======== SUPPLIED MATERIAL

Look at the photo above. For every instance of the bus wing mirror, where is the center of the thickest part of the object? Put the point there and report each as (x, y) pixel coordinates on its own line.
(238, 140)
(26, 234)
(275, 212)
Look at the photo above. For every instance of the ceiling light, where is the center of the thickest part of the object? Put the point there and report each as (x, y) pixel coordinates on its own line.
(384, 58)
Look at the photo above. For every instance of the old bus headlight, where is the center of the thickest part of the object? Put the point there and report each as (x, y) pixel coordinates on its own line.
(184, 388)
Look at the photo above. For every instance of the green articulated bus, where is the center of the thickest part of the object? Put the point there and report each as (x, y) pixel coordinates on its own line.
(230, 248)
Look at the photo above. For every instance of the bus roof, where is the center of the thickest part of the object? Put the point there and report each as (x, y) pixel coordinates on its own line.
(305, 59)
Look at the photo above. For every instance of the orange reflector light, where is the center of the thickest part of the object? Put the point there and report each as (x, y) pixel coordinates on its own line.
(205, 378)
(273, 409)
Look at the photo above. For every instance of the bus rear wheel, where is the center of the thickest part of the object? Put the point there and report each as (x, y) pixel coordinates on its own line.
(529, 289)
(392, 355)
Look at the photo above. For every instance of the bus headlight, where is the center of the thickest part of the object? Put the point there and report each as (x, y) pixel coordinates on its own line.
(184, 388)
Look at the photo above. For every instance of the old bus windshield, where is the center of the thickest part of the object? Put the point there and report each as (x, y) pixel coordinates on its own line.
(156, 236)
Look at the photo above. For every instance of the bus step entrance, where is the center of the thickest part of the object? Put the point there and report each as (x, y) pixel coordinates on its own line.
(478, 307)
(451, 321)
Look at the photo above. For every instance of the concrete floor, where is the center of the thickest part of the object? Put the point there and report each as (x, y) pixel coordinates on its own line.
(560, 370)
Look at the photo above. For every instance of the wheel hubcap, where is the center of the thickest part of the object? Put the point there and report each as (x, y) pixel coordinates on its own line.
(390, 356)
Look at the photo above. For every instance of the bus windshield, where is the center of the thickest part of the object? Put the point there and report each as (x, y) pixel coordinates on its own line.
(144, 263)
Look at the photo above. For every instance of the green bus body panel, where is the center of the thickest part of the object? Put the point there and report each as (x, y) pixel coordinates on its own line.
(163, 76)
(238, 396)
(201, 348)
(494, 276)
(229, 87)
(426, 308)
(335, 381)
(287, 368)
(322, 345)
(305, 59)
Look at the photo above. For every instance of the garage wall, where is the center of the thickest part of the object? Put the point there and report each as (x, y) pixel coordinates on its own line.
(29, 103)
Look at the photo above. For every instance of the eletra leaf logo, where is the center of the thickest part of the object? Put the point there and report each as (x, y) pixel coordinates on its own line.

================
======== SUPPLIED MATERIAL

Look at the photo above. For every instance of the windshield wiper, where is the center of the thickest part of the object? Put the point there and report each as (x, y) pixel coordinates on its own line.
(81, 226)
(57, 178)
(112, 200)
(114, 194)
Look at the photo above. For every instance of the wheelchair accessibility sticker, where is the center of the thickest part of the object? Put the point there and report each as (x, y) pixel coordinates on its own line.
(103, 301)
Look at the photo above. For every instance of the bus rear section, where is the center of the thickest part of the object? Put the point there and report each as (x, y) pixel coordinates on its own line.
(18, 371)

================

_GIVEN EXERCISE_
State how many lines in the records contain the string "floor", treating case as significant. Reply with the number only.

_COMPLETED EXERCISE_
1